• WORK ITEM
Copy the data verbatim and leave out every picture.

*** RECORD SET ***

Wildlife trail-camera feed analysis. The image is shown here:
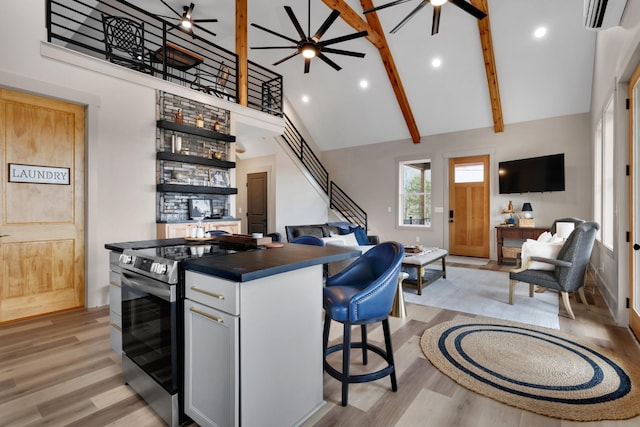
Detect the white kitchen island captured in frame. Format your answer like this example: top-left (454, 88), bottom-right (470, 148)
top-left (182, 243), bottom-right (360, 427)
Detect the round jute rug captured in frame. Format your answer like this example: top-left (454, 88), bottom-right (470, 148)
top-left (420, 318), bottom-right (640, 421)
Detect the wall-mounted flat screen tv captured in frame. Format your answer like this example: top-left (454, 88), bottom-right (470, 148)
top-left (498, 153), bottom-right (565, 194)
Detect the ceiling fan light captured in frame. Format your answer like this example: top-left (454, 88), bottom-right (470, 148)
top-left (302, 47), bottom-right (317, 59)
top-left (431, 0), bottom-right (448, 6)
top-left (181, 19), bottom-right (192, 29)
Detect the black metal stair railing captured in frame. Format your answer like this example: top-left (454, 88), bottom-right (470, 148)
top-left (281, 114), bottom-right (329, 194)
top-left (329, 182), bottom-right (367, 231)
top-left (281, 114), bottom-right (368, 231)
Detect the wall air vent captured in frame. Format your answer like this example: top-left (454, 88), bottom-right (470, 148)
top-left (584, 0), bottom-right (628, 30)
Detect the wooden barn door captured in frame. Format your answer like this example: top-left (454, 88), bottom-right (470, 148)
top-left (0, 89), bottom-right (85, 323)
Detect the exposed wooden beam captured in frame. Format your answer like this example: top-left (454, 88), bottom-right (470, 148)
top-left (322, 0), bottom-right (421, 143)
top-left (236, 0), bottom-right (248, 106)
top-left (471, 0), bottom-right (504, 132)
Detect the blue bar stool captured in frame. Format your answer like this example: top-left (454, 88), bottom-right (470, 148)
top-left (322, 241), bottom-right (404, 406)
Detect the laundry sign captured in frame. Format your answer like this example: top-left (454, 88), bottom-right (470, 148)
top-left (9, 163), bottom-right (70, 185)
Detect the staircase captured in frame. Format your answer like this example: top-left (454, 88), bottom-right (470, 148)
top-left (280, 113), bottom-right (368, 231)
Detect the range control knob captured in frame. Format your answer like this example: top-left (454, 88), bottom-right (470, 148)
top-left (151, 262), bottom-right (167, 275)
top-left (119, 254), bottom-right (133, 264)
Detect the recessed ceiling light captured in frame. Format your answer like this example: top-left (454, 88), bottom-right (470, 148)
top-left (302, 95), bottom-right (310, 103)
top-left (360, 79), bottom-right (369, 89)
top-left (431, 58), bottom-right (442, 68)
top-left (534, 27), bottom-right (547, 38)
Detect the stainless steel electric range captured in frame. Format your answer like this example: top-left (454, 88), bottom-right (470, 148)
top-left (118, 243), bottom-right (254, 426)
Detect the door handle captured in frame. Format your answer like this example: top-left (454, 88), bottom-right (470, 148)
top-left (634, 243), bottom-right (640, 251)
top-left (0, 234), bottom-right (9, 238)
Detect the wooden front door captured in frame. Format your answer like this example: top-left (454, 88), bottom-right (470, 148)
top-left (247, 172), bottom-right (267, 235)
top-left (0, 89), bottom-right (85, 323)
top-left (448, 155), bottom-right (490, 258)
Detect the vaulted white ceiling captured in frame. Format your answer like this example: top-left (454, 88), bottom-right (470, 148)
top-left (142, 0), bottom-right (597, 151)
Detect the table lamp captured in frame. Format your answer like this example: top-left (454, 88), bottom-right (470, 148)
top-left (522, 202), bottom-right (533, 218)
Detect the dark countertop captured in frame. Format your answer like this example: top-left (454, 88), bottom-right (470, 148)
top-left (105, 238), bottom-right (188, 252)
top-left (183, 243), bottom-right (361, 282)
top-left (156, 217), bottom-right (241, 224)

*** End of RECORD SET ***

• REPLY
Wildlife trail-camera feed analysis. The image is shown here:
Detect the white kitchen island captured in frame. Format your answer like this example: top-left (454, 88), bottom-right (470, 148)
top-left (182, 243), bottom-right (360, 427)
Detect the round jute rug captured in frame. Format your answer like this example: top-left (454, 88), bottom-right (470, 148)
top-left (420, 318), bottom-right (640, 421)
Detect the wall-mounted flat screen tv captured in frame. Format your answer like this example: top-left (454, 88), bottom-right (470, 148)
top-left (498, 153), bottom-right (565, 194)
Detect the ceiling fan light captured in frame. Format your answer like this example: top-left (454, 88), bottom-right (470, 148)
top-left (302, 47), bottom-right (317, 59)
top-left (431, 0), bottom-right (448, 6)
top-left (181, 19), bottom-right (192, 29)
Detect the black metal stair railing captured in frame. Format your answer like this example: top-left (454, 88), bottom-right (470, 148)
top-left (281, 114), bottom-right (329, 194)
top-left (329, 182), bottom-right (367, 231)
top-left (281, 114), bottom-right (368, 231)
Detect the wall air vent captured in frame. Format your answer like this example: top-left (454, 88), bottom-right (470, 148)
top-left (584, 0), bottom-right (628, 30)
Detect the wooden barn door captured in frame. Format your answer like this example: top-left (454, 88), bottom-right (470, 148)
top-left (0, 89), bottom-right (85, 323)
Detect the exposed wooden beam captured in frame. Format your answer like this example: top-left (454, 88), bottom-right (470, 148)
top-left (322, 0), bottom-right (421, 143)
top-left (236, 0), bottom-right (248, 106)
top-left (471, 0), bottom-right (504, 132)
Detect the blue bar stool captured in frame. Format your answer like this example: top-left (454, 88), bottom-right (470, 148)
top-left (322, 241), bottom-right (404, 406)
Detect the laundry sign captured in frame. Format your answer like this example: top-left (454, 88), bottom-right (470, 148)
top-left (9, 163), bottom-right (70, 185)
Detect the staircase captured in frame. Format your answer like this example: top-left (454, 88), bottom-right (470, 148)
top-left (280, 113), bottom-right (368, 231)
Detect the range control knob captured in frame. Format your answer like this example: top-left (454, 88), bottom-right (470, 148)
top-left (151, 262), bottom-right (167, 275)
top-left (119, 254), bottom-right (133, 264)
Detect the recessed ceiling light captured in frame. Format your answer like this example: top-left (454, 88), bottom-right (470, 148)
top-left (302, 95), bottom-right (310, 103)
top-left (360, 79), bottom-right (369, 89)
top-left (431, 58), bottom-right (442, 68)
top-left (534, 27), bottom-right (547, 38)
Detect the stainless steel electric range captured in frame. Format your answer like this example: top-left (454, 88), bottom-right (470, 148)
top-left (118, 243), bottom-right (254, 426)
Detect the door handle captured in frame. Format your answer like this example: top-left (454, 88), bottom-right (470, 148)
top-left (634, 243), bottom-right (640, 251)
top-left (0, 234), bottom-right (9, 238)
Detect the wooden front door captured in frame. Format your answer like this example: top-left (454, 88), bottom-right (470, 148)
top-left (247, 172), bottom-right (267, 235)
top-left (0, 89), bottom-right (85, 323)
top-left (448, 155), bottom-right (490, 258)
Detect the vaulted white ceiling captured in frame. Format your answer like this example: top-left (454, 88), bottom-right (470, 148)
top-left (142, 0), bottom-right (597, 151)
Detect the table lamp captured in frame. Format your answer like this example: top-left (454, 88), bottom-right (470, 148)
top-left (522, 202), bottom-right (533, 218)
Detect the dark countertop captured in frame. Format your answer like this example: top-left (454, 88), bottom-right (470, 148)
top-left (105, 238), bottom-right (188, 252)
top-left (183, 243), bottom-right (361, 282)
top-left (156, 217), bottom-right (241, 224)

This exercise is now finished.